> PASSAGE SHOWN:
_ _ _ _ _

The necessity of establishing in the Conference on
Disarmament an appropriate subsidiary body with a mandate to deal
with nuclear disarmament. The Conference on Disarmament is urged to
agree on a programme of work which includes the immediate
establishment of such a body.
Current
NATO policy/practice: NATO
as a whole has made no such calls for action. However, the informal
‘NATO-5’ group[8]
did propose a working group on nuclear disarmament at the Conference
on Disarmament in 1999 and there are divisions of opinion on this
issue within the Alliance.
Recommendations:
NATO
should state publicly that it supports ‘talks on talks’ on
nuclear disarmament, as some allies have indicated in private. In a
May 25, 2000, letter to BASIC, a diplomat from the UK Foreign and
Commonwealth Office wrote: “[W]e, France and the United States
could support the establishment of a CD subsidiary body with a
mandate to discuss nuclear disarmament. But we do not believe
that the conditions yet exist to make starting negotiations
on nuclear disarmament in Geneva a practical proposition.”[9]
(Emphasis in the original letter).
5. The
principle of irreversibility to apply to nuclear disarmament,
nuclear and other related arms control and reduction measures.
Current
NATO policy/practice: NATO
has not made it a priority to talk about irreversibility in the
past, and it remains the case that UK and French nuclear weapons are
not covered by any current arms control arrangements.
Recommendations:
NATO
should state publicly that those nuclear weapons already withdrawn
from deployment will never be deployed again and that it will not
request any further increases in the size of nuclear weapons
assigned to it.
It
would also be helpful if the Alliance made a statement concerning
certain irreversible measures taken by France, the United Kingdom
and the United States in relation to aspects of fissile material
production and stocks.
6. An
unequivocal undertaking by the Nuclear Weapon States to accomplish
the total elimination of their nuclear arsenals leading to nuclear
disarmament to which all States Parties are committed under Article
VI.
Current
NATO policy/practice: Current
NATO nuclear policy, as set out in the 1999 Strategic Concept,
states: “The supreme guarantee of the security of the allies is
provided by the strategic nuclear forces of the Alliance,
particularly those of the United States;” It goes on: “The
fundamental purpose of the nuclear forces of the allies is
political: to preserve peace and prevent coercion and any kind of
war. They will continue to fulfil an essential role by ensuring
uncertainty in the mind of any aggressor about the nature of the
allies' response to military aggression.”[10]
It seems clear, therefore, that NATO is not currently committed to
rejecting the nuclear weapons assigned to it.
Recommendations:
NATO
seems to require that the world becomes totally peaceful before
nuclear disarmament can be envisaged and, in this sense, does not
represent the views of individual allied governments as stated at
NPT Review Conferences. NATO could best support the future
disarmament success of the NPT by removing the requirement for
nuclear weapons from its defence policy.

_ _ _ _ _

> WORK REQUEST: Write out the passage on NATO nuclear policy from "The necessity of" up to and including "such a body.", word for word.

_ _ _ _ _

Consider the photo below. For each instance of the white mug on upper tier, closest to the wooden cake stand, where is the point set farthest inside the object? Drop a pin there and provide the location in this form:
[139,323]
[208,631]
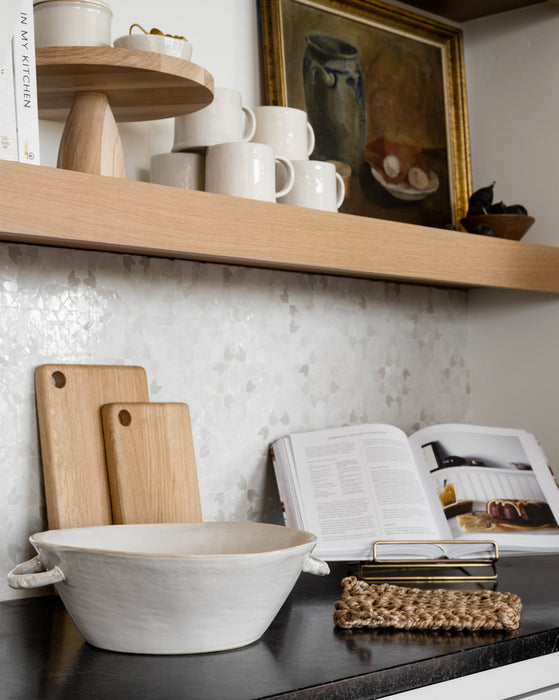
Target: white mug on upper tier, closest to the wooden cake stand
[224,120]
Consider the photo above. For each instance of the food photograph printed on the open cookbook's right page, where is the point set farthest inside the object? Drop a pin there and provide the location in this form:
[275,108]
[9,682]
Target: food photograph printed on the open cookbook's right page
[486,484]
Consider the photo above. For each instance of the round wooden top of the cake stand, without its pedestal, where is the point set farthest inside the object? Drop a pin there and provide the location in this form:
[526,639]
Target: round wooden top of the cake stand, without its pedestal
[139,85]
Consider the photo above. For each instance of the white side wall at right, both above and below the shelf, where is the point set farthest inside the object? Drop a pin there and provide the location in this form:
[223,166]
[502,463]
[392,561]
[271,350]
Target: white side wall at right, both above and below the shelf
[512,71]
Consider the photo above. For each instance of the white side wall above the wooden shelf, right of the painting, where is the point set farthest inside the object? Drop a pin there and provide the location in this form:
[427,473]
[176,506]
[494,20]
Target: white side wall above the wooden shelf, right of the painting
[512,72]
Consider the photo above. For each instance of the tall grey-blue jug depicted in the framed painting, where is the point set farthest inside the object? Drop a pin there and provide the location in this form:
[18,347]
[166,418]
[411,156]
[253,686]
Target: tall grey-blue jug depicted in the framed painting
[335,98]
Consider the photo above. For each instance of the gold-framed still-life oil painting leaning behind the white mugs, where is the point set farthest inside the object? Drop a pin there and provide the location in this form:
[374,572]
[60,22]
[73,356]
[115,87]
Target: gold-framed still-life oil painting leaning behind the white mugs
[384,90]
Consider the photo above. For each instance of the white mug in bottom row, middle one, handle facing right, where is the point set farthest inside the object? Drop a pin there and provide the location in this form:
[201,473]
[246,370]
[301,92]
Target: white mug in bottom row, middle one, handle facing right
[248,170]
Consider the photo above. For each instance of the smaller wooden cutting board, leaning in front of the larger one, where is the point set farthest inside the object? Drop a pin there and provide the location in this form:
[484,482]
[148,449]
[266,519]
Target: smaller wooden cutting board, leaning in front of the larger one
[151,463]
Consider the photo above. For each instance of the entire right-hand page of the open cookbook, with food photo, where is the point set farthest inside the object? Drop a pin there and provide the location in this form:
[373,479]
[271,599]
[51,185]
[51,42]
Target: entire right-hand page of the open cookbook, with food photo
[492,483]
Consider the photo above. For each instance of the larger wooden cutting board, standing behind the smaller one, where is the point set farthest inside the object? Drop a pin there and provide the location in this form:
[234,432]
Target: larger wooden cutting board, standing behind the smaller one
[69,400]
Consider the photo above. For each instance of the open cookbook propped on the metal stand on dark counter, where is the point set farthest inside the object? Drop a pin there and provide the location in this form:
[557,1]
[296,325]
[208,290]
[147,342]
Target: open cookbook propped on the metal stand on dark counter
[355,485]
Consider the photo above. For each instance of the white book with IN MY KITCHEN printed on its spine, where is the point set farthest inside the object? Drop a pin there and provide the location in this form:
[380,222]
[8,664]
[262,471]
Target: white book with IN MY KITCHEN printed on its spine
[25,85]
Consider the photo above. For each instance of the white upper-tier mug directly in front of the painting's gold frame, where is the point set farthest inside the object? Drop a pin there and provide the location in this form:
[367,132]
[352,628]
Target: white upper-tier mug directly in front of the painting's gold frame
[286,129]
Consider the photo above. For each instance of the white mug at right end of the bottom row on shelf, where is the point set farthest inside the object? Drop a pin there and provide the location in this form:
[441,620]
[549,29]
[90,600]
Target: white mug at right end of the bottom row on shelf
[317,185]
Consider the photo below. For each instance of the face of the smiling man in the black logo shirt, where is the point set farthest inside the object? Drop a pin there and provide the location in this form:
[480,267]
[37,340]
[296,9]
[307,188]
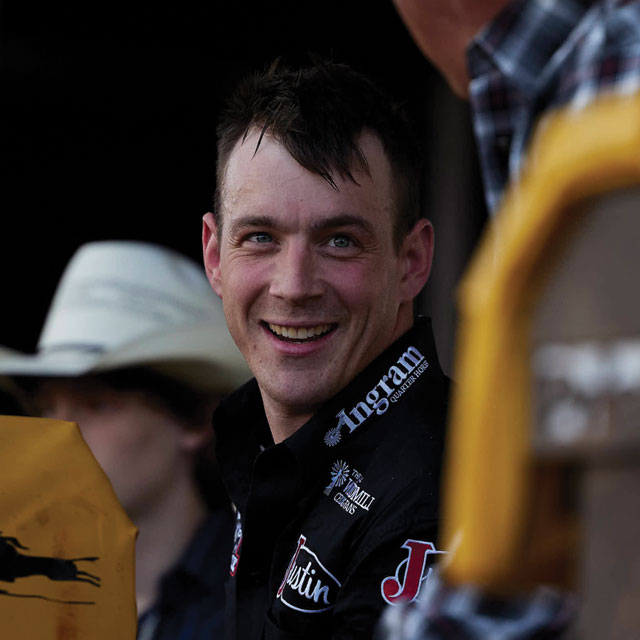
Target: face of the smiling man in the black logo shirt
[312,287]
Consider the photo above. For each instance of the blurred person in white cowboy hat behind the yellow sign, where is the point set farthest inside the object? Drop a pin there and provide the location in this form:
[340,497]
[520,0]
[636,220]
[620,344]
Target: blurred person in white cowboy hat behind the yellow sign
[136,351]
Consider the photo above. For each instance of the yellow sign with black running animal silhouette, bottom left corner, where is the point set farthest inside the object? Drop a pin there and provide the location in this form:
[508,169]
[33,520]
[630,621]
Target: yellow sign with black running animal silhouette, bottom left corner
[66,545]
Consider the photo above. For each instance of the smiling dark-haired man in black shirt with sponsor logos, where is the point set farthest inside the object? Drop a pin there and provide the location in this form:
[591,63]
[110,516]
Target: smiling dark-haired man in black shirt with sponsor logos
[332,454]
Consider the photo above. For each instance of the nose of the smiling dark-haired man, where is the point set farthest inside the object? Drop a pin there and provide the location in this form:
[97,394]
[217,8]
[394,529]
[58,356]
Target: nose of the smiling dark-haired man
[296,275]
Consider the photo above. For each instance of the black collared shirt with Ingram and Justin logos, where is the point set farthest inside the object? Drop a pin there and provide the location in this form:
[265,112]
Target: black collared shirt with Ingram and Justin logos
[340,518]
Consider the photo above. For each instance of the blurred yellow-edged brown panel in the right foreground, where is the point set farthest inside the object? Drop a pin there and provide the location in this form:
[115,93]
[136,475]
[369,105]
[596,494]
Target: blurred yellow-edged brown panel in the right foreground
[544,461]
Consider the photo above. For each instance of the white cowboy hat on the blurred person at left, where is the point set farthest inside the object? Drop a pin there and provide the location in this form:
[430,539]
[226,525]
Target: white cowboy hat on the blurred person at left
[130,304]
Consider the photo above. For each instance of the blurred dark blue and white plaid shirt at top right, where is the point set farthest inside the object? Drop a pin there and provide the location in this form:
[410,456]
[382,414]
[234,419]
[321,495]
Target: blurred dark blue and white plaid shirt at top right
[541,54]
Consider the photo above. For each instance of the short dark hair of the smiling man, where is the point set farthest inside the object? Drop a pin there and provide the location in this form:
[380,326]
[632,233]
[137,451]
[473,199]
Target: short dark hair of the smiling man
[317,114]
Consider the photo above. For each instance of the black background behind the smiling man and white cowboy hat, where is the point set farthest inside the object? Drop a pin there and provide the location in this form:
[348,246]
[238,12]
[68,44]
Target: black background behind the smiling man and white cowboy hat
[107,128]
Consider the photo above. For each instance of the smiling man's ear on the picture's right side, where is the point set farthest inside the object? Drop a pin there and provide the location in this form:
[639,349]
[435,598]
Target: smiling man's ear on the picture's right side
[416,256]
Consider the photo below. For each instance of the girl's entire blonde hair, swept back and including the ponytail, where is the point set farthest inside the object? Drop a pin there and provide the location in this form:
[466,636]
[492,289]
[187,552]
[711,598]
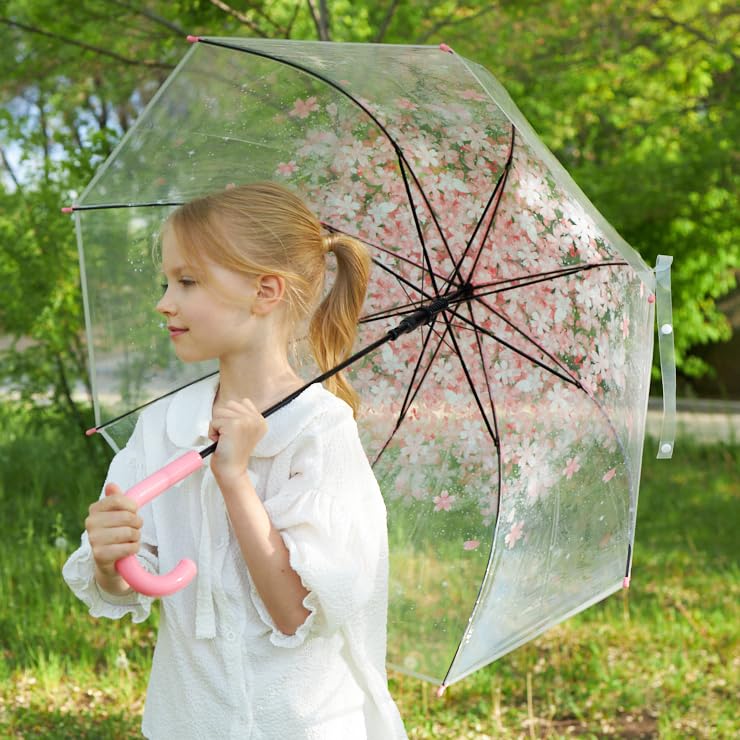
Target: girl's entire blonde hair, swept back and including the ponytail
[265,229]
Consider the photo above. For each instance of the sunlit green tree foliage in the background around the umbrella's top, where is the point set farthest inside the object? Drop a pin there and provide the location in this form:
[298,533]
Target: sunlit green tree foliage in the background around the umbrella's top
[636,99]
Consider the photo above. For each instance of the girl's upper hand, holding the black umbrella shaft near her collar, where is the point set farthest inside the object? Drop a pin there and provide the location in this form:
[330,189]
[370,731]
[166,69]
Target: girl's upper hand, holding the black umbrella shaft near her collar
[237,427]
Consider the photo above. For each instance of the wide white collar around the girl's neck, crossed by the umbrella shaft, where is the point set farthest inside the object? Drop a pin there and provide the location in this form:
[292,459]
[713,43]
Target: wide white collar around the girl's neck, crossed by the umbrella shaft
[189,415]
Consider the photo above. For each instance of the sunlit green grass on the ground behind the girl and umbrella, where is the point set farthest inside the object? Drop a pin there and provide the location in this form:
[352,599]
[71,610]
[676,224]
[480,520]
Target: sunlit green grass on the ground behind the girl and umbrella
[658,660]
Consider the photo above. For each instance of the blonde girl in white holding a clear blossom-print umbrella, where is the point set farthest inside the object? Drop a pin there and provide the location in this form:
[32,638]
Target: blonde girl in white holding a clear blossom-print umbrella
[282,635]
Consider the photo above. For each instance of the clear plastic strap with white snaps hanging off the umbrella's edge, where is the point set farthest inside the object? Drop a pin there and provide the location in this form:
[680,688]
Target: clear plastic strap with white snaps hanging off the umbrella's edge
[664,317]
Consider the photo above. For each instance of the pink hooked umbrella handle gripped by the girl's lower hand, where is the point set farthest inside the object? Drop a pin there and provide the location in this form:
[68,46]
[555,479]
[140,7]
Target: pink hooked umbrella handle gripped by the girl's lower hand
[142,493]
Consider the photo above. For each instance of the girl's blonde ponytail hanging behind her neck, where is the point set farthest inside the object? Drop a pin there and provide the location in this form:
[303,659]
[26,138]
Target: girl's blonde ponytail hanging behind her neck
[333,326]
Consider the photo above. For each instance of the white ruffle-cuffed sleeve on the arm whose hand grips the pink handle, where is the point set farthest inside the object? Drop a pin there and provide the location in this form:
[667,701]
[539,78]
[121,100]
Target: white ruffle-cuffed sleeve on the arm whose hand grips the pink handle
[79,570]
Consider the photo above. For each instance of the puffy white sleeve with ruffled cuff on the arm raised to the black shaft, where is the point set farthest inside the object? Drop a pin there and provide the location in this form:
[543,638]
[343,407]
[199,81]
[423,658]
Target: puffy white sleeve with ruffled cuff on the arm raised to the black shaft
[331,517]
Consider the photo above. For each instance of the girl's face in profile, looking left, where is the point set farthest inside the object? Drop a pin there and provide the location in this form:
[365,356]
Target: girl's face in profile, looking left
[209,316]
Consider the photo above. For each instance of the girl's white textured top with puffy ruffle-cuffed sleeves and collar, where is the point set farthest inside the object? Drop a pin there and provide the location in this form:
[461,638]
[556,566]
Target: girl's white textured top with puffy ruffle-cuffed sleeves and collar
[221,668]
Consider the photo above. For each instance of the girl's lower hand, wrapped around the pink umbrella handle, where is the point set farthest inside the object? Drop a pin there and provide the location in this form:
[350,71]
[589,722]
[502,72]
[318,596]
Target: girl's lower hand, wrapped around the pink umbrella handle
[114,530]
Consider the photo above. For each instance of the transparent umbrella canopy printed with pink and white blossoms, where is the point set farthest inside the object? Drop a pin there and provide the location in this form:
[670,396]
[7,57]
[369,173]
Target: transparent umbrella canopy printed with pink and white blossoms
[506,432]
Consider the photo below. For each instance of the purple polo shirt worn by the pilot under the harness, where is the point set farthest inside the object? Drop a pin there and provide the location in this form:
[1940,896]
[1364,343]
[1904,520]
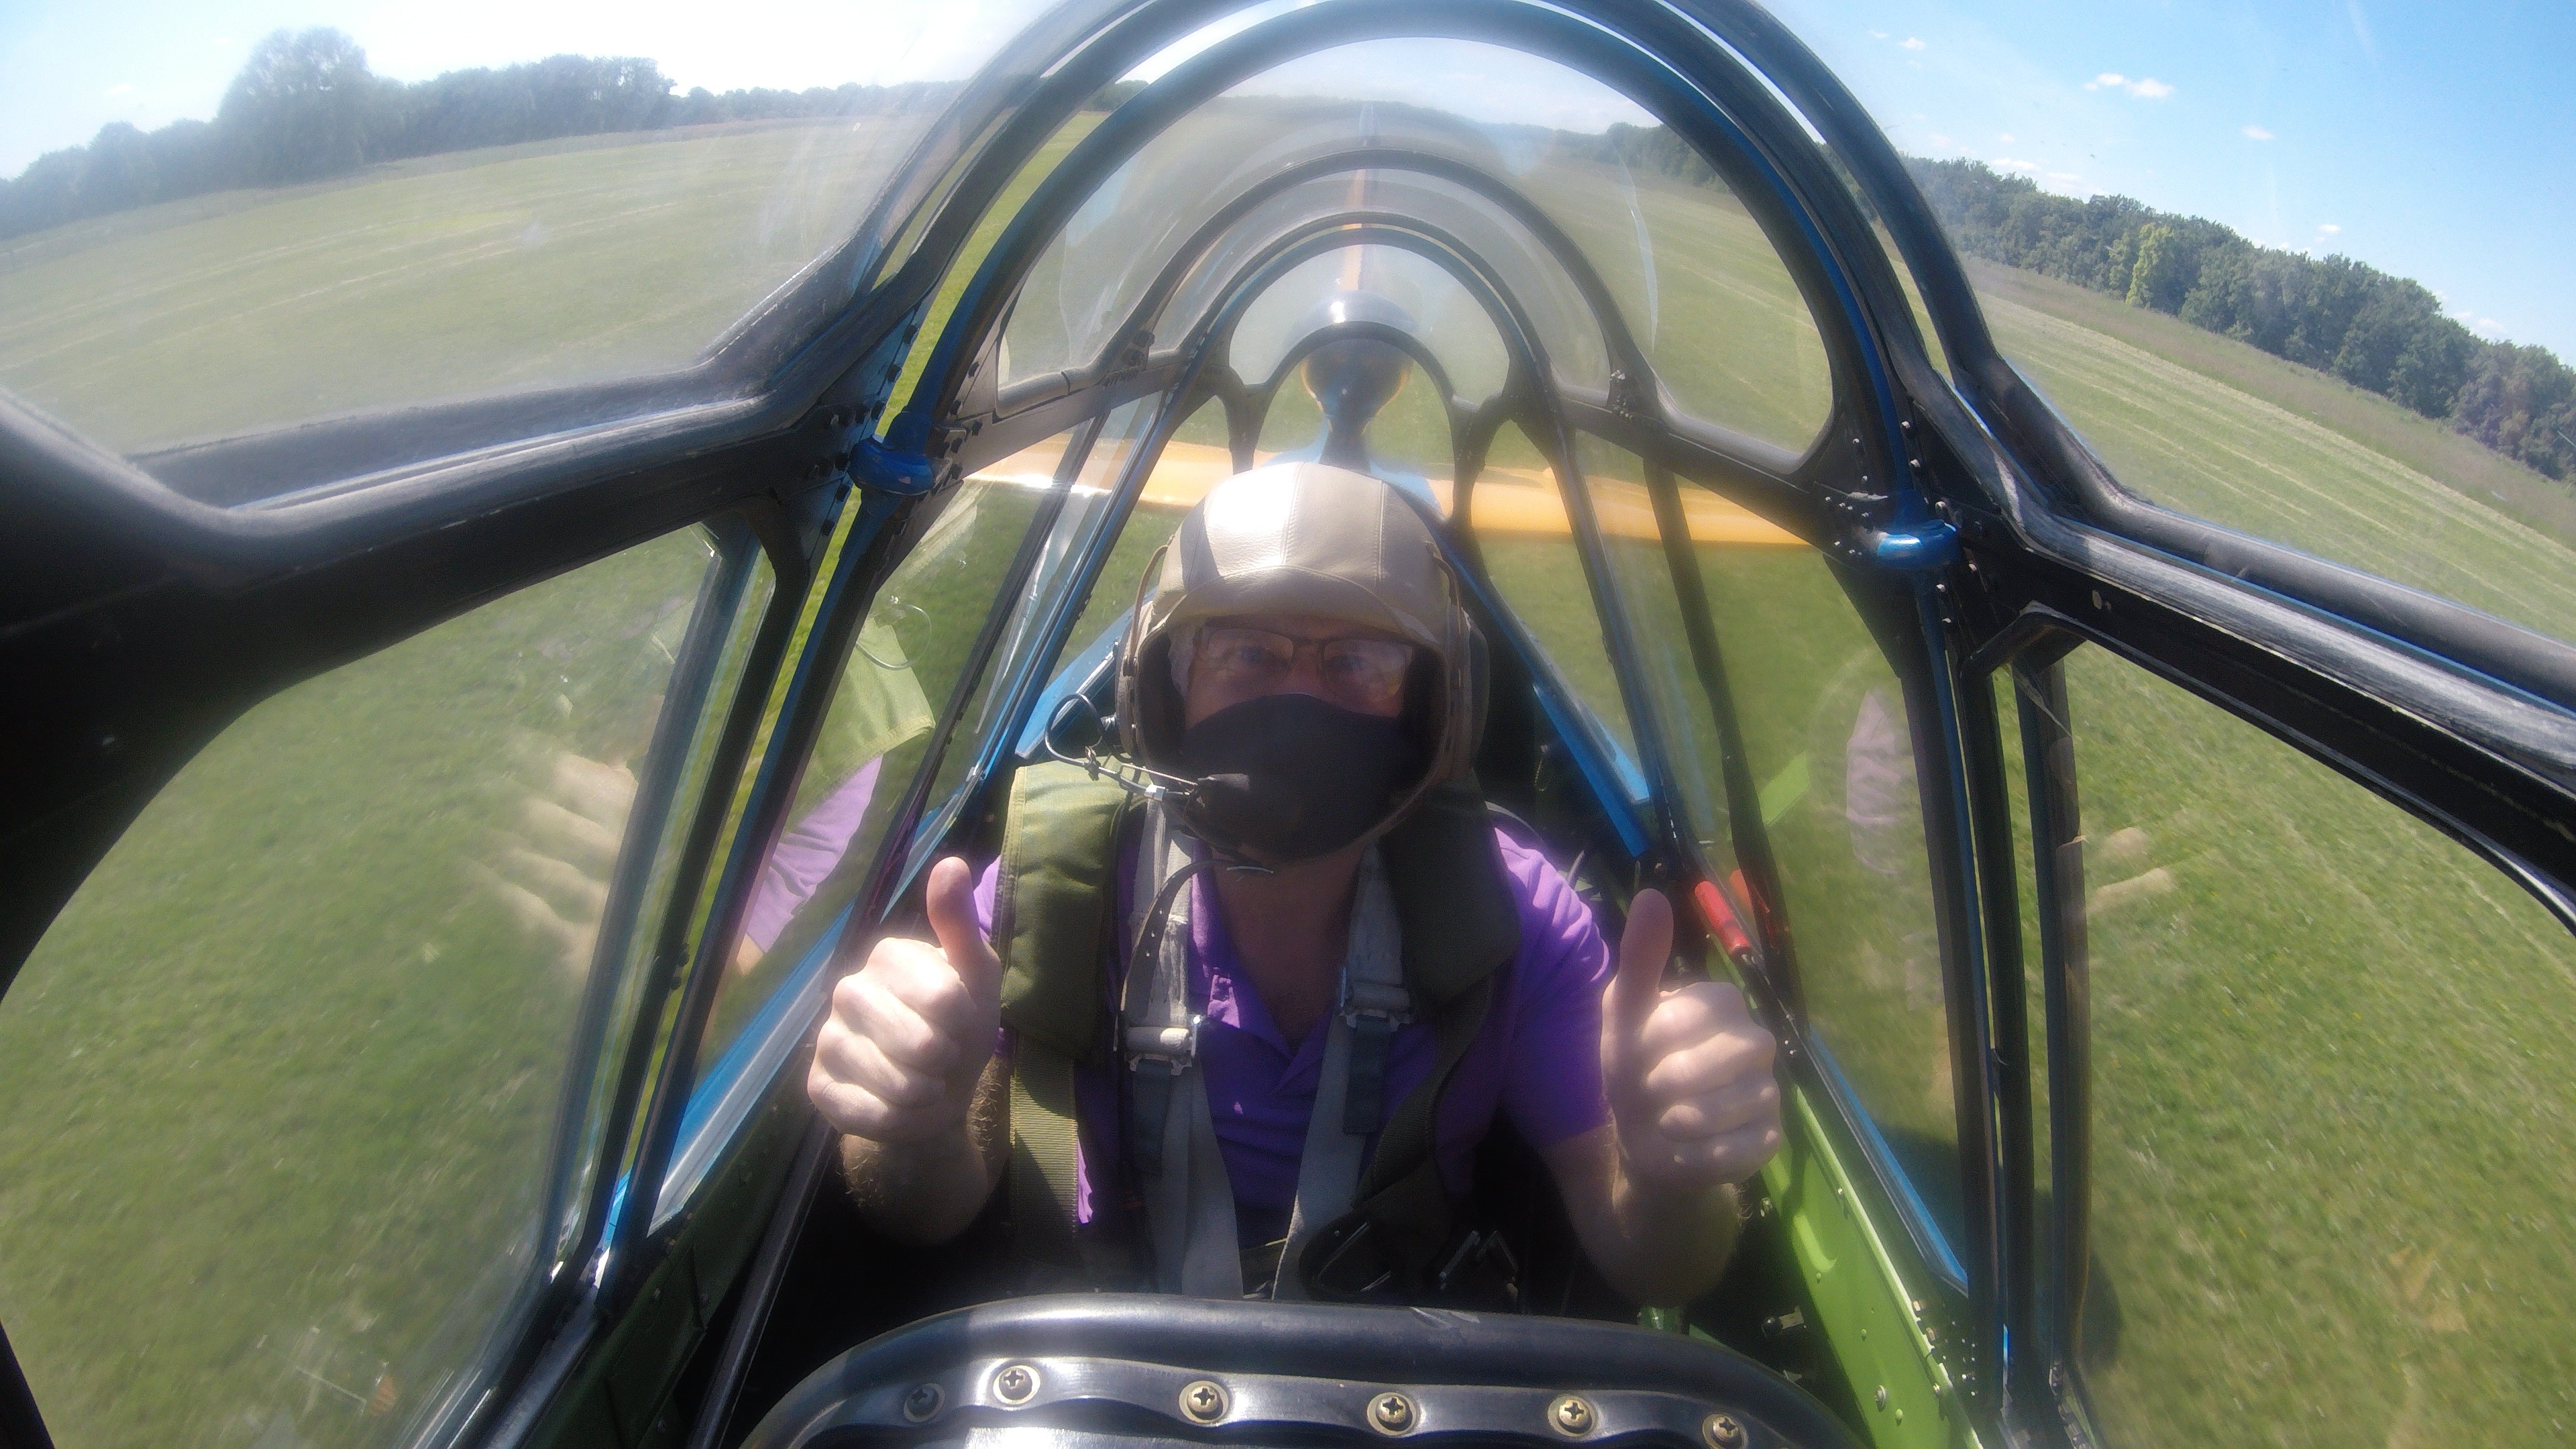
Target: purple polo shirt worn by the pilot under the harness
[1537,1058]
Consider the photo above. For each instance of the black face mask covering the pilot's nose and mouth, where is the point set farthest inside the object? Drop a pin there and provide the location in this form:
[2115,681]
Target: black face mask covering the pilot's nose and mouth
[1292,777]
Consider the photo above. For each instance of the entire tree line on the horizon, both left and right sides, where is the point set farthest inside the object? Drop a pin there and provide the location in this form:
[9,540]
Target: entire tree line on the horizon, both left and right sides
[305,107]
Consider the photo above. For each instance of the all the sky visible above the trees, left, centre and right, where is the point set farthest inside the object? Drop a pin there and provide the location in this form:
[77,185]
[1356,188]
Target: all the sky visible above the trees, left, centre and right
[2428,141]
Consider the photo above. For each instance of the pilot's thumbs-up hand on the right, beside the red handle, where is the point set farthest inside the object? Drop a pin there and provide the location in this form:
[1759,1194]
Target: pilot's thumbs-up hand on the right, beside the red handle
[1689,1071]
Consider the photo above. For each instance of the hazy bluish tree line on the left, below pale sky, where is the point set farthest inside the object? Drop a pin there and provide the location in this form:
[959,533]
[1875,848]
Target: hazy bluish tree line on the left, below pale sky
[305,107]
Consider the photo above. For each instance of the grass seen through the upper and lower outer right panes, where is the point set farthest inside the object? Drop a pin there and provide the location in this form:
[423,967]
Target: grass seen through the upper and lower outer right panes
[2333,1097]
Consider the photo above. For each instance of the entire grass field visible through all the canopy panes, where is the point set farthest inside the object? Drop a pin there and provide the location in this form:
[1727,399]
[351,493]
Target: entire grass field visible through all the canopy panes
[285,1074]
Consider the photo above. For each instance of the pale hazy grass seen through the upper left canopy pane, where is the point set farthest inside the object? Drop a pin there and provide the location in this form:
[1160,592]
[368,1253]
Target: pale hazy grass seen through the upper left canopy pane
[573,264]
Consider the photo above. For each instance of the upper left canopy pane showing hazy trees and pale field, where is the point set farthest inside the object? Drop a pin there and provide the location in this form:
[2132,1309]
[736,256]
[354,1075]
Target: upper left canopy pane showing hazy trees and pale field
[264,215]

_ _ _ _ _

> RESULT OF THIS TASK:
The necessity of establishing in the Conference on
Disarmament an appropriate subsidiary body with a mandate to deal
with nuclear disarmament. The Conference on Disarmament is urged to
agree on a programme of work which includes the immediate
establishment of such a body.